- _WORK INSTRUCTIONS_: Recast the listing below as a numbered list, skipping blank lines and leaving the pictures out.

-- RECORDS PROVIDED start --

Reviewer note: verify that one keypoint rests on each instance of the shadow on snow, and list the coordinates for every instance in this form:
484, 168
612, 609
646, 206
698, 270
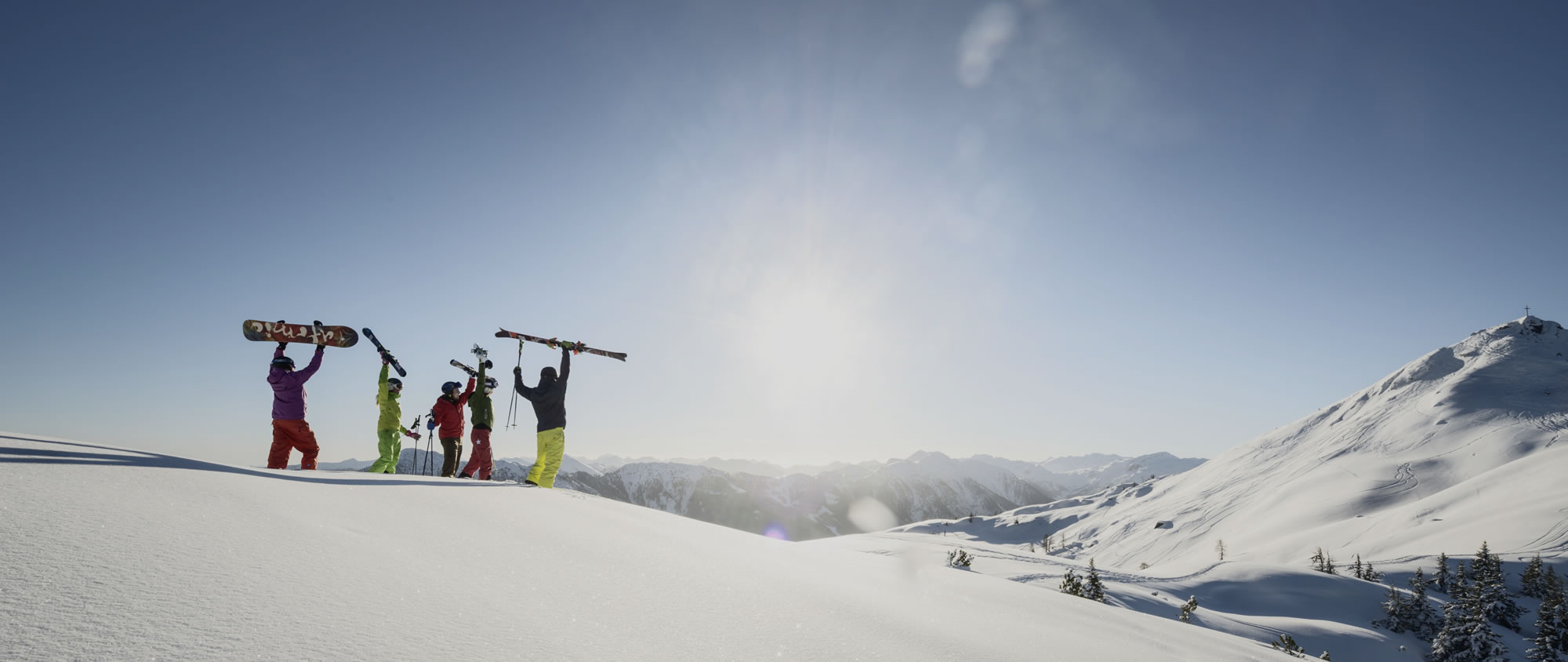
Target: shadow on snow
142, 459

-- RECORDS PROVIDED end --

- _COMPLETE RESPONSE_:
1. Reviewer note: verify that one keypoint rests on each instance of the shadow on snow, and list the coordinates for every instance in this form:
2. 484, 168
3. 612, 609
4. 646, 206
5. 698, 270
6. Target: shadow on snow
7. 142, 459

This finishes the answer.